> Written request A: Summarize the text about the racehorse Exogenous in two sentences.

> Document text:
** begin **
- Sire: Unbridled
- Grandsire: Fappiano
- Dam: Tangled Up In Blue
- Damsire: Phone Trick
- Sex: Filly
- Foaled: 1998
- Died: 2001
- Country: USA
- Colour: Gray
- Breeder: Centaur Farms, Inc.
- Owner: Centaur Farms, Inc.
- Trainer: Flint S. Schulhofer
- Jockey: Javier Castellano
- Record: 12:5-4-1
- Earnings: $945,560

Major wins
- Gazelle Handicap (2001) Beldame Stakes (2001)

= Exogenous (horse) =

American thoroughbred racehorse

Exogenous (April 12, 1998 – November 2, 2001) was an American Thoroughbred racehorse and the winner of the 2001 Beldame Stakes.
** end **
> Written request B: Update the part of the records that opens with the line containing "[trace] strawberry" and closes with the line containing "110 188 L 117", replacing "instance" with "occurrence" and leaving everything else unchanged.

> Material for the task:
** begin **
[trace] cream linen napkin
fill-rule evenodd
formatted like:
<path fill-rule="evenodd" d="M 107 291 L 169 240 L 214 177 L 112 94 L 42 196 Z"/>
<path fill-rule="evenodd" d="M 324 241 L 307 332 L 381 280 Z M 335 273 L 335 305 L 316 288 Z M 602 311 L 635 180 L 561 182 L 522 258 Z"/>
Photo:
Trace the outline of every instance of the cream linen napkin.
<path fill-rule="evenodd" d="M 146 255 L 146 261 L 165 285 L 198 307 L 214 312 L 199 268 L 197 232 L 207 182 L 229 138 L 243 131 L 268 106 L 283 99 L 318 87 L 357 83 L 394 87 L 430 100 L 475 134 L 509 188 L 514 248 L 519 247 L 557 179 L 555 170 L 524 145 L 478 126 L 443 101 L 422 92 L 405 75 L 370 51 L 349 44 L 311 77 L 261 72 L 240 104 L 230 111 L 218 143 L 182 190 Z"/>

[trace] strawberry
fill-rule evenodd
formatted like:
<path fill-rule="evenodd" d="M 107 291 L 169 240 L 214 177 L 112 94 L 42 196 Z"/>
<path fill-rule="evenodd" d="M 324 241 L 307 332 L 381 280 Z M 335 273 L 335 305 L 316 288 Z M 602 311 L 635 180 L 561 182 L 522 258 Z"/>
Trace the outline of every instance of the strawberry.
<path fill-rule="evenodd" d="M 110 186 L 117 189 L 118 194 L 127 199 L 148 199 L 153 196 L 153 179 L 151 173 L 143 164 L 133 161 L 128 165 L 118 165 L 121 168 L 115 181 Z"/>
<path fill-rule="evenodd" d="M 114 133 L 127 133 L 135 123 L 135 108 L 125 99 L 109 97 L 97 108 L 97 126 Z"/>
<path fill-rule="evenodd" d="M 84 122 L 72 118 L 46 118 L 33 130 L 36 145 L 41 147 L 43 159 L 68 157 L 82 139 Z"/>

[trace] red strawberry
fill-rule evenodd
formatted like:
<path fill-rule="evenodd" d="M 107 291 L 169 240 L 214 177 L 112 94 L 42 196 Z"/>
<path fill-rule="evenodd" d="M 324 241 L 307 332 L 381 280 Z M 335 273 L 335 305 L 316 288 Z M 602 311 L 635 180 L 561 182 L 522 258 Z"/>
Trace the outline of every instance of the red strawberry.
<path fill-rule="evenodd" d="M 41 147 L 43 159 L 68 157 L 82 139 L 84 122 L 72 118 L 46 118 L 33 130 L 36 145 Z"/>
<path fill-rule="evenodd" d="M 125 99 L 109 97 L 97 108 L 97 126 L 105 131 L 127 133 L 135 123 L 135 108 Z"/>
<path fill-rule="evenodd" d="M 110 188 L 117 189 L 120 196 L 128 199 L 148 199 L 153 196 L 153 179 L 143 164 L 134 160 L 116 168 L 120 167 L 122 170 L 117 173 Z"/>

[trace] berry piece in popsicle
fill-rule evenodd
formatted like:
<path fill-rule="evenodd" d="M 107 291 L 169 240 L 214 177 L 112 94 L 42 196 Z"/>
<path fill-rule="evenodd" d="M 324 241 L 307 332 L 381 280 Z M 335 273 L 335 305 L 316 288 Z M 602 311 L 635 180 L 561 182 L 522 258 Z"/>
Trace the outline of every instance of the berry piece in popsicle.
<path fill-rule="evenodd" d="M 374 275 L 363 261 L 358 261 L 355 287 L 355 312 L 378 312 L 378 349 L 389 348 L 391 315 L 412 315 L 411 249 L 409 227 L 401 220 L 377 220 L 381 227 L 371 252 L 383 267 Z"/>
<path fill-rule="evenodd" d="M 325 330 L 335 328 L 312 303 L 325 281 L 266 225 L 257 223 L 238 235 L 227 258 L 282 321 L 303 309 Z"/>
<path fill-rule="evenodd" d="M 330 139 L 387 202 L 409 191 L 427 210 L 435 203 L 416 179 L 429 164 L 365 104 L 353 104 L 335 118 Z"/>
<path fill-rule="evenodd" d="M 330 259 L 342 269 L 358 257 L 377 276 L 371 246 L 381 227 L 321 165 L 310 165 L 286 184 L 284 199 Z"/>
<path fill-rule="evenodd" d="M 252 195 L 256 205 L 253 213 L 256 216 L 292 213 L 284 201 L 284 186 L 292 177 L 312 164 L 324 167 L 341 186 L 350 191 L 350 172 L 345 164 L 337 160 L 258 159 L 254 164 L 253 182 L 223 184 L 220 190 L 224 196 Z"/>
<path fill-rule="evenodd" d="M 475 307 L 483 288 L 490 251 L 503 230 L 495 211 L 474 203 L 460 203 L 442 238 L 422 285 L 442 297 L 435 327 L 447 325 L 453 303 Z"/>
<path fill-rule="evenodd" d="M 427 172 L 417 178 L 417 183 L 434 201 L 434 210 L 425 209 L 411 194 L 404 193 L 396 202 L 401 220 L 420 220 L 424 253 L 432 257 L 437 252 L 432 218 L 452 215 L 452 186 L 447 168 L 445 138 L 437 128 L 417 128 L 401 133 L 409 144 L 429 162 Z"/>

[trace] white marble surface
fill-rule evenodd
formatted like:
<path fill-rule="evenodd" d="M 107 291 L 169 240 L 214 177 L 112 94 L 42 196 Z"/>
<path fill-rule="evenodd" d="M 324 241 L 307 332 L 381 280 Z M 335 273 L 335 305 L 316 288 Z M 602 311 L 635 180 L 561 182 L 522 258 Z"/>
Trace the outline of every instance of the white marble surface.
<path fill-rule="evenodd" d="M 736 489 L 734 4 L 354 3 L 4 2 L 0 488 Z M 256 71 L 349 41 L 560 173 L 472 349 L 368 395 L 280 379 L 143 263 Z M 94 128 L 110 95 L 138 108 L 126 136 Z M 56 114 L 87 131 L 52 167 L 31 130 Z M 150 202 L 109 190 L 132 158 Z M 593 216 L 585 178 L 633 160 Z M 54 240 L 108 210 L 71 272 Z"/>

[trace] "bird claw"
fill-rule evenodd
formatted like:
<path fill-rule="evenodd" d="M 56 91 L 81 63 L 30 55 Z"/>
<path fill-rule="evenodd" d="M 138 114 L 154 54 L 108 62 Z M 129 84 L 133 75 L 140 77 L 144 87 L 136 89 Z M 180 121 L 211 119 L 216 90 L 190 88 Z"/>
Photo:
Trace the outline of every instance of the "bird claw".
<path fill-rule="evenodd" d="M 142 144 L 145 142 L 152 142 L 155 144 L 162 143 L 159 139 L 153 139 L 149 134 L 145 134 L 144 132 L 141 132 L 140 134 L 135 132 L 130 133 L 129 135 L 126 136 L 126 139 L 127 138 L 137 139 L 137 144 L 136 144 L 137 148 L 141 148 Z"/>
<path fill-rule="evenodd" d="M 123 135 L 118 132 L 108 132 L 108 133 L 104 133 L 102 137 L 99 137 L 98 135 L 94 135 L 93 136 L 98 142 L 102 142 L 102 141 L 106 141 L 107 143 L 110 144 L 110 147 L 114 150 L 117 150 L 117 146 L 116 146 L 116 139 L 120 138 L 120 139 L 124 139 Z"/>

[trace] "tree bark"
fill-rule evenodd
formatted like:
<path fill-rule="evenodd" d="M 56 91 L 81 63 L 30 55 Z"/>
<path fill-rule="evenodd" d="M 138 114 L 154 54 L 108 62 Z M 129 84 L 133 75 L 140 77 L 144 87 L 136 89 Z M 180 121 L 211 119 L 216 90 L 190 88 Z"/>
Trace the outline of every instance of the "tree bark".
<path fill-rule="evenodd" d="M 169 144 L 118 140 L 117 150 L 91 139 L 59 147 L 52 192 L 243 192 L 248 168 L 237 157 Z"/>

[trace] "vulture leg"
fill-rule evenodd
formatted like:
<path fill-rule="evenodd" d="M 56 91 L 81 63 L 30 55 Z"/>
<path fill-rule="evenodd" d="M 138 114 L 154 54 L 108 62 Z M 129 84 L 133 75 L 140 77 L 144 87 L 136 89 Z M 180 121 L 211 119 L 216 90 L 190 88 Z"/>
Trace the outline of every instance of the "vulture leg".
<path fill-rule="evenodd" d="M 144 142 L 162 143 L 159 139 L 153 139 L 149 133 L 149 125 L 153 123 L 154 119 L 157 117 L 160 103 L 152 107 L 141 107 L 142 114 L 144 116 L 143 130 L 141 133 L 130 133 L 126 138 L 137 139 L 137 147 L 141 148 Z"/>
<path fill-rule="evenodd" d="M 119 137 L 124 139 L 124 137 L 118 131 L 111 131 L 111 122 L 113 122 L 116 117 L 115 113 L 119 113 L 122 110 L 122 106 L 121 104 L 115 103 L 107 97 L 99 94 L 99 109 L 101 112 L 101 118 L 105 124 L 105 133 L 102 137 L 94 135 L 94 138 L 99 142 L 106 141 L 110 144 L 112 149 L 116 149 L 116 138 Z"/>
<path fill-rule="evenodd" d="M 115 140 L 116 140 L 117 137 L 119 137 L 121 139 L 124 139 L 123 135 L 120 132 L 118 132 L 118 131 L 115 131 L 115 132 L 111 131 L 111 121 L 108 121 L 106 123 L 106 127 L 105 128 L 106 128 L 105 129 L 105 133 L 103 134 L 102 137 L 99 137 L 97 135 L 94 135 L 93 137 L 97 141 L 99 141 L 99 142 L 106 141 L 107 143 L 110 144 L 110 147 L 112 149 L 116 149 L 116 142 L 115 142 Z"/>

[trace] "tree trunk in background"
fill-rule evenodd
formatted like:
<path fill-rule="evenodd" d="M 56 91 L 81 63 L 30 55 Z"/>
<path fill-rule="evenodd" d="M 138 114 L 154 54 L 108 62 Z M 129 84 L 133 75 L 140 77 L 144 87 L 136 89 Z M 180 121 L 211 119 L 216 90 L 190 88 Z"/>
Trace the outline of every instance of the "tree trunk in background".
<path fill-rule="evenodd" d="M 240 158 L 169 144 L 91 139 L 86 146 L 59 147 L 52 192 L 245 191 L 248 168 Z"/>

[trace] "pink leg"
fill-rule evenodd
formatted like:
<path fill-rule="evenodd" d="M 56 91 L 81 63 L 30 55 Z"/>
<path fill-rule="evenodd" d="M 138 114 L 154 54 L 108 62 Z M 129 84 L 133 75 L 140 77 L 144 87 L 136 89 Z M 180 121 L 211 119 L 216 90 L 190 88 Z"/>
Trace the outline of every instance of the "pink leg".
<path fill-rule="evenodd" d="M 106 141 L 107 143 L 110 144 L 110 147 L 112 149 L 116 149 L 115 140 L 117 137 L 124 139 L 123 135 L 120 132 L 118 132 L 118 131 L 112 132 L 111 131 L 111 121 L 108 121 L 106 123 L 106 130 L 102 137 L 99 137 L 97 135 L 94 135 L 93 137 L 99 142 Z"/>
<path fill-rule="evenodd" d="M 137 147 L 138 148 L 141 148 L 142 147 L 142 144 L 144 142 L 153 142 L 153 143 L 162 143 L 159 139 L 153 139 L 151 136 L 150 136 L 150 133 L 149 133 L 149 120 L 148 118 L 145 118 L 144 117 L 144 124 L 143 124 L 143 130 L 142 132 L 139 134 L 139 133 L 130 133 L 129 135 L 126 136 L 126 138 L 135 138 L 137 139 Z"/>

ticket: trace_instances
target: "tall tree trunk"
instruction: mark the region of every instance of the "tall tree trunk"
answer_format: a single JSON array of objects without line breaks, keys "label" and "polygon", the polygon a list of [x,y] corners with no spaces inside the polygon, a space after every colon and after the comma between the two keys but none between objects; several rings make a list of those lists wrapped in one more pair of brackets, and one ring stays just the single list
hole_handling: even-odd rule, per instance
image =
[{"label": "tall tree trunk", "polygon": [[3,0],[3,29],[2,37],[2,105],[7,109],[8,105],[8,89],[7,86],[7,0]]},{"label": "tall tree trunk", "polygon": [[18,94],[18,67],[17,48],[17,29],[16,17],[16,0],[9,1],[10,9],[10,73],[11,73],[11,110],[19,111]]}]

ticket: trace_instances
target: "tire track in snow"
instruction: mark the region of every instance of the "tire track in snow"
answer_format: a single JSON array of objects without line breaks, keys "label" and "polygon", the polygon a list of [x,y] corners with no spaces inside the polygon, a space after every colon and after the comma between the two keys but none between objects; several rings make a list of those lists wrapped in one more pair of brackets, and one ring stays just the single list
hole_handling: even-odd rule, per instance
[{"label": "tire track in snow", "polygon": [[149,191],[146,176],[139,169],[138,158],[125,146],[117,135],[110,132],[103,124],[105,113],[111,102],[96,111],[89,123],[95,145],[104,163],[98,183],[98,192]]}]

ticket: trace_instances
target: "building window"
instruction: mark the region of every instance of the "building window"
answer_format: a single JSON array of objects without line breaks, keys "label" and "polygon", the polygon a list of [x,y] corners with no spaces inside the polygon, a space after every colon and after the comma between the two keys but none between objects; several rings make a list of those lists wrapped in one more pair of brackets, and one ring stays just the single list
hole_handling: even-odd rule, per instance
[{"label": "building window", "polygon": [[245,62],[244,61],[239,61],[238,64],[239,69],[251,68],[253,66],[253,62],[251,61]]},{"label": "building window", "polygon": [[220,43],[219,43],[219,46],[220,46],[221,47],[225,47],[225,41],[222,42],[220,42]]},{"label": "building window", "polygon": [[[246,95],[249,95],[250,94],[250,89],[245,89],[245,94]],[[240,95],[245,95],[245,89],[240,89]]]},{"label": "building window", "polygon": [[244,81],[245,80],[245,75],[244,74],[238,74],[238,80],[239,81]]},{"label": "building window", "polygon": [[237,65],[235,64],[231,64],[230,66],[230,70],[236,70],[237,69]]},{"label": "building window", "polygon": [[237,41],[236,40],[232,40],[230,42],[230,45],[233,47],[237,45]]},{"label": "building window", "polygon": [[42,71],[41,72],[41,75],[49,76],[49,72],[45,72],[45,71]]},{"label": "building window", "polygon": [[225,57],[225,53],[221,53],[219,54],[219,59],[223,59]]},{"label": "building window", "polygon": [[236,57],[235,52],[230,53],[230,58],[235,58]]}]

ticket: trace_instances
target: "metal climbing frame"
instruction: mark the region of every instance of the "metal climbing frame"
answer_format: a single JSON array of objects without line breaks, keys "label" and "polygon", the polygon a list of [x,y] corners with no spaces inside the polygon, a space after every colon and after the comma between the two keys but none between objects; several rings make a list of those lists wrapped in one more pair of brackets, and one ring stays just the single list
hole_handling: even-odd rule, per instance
** end **
> Expected answer A: Exogenous was a gray American Thoroughbred filly foaled on April 12, 1998, sired by Unbridled out of Tangled Up In Blue, and bred and owned by Centaur Farms, Inc. Trained by Flint S. Schulhofer, she won the 2001 Gazelle Handicap and the 2001 Beldame Stakes, earned $945,560 with a record of 12:5-4-1, and died on November 2, 2001.

> Expected answer B:
[trace] strawberry
fill-rule evenodd
formatted like:
<path fill-rule="evenodd" d="M 107 291 L 169 240 L 214 177 L 112 94 L 42 196 Z"/>
<path fill-rule="evenodd" d="M 324 241 L 307 332 L 381 280 Z M 335 273 L 335 305 L 316 288 Z M 602 311 L 635 180 L 561 182 L 522 258 Z"/>
Trace the outline of every occurrence of the strawberry.
<path fill-rule="evenodd" d="M 110 186 L 117 189 L 118 194 L 127 199 L 148 199 L 153 196 L 153 179 L 151 173 L 143 164 L 133 161 L 128 165 L 118 165 L 121 168 L 115 181 Z"/>
<path fill-rule="evenodd" d="M 114 133 L 127 133 L 135 123 L 135 108 L 125 99 L 109 97 L 97 108 L 97 126 Z"/>
<path fill-rule="evenodd" d="M 84 122 L 72 118 L 46 118 L 33 130 L 36 145 L 41 147 L 43 159 L 68 157 L 82 139 Z"/>

[trace] red strawberry
fill-rule evenodd
formatted like:
<path fill-rule="evenodd" d="M 107 291 L 169 240 L 214 177 L 112 94 L 42 196 Z"/>
<path fill-rule="evenodd" d="M 324 241 L 307 332 L 381 280 Z M 335 273 L 335 305 L 316 288 Z M 602 311 L 635 180 L 561 182 L 522 258 Z"/>
Trace the outline of every occurrence of the red strawberry.
<path fill-rule="evenodd" d="M 41 147 L 43 159 L 68 157 L 82 139 L 84 122 L 72 118 L 46 118 L 33 130 L 36 145 Z"/>
<path fill-rule="evenodd" d="M 125 99 L 109 97 L 97 108 L 97 126 L 105 131 L 127 133 L 135 123 L 135 108 Z"/>
<path fill-rule="evenodd" d="M 110 188 L 117 189 L 120 196 L 128 199 L 148 199 L 153 196 L 153 179 L 143 164 L 134 160 L 116 168 L 120 167 L 122 170 L 117 173 Z"/>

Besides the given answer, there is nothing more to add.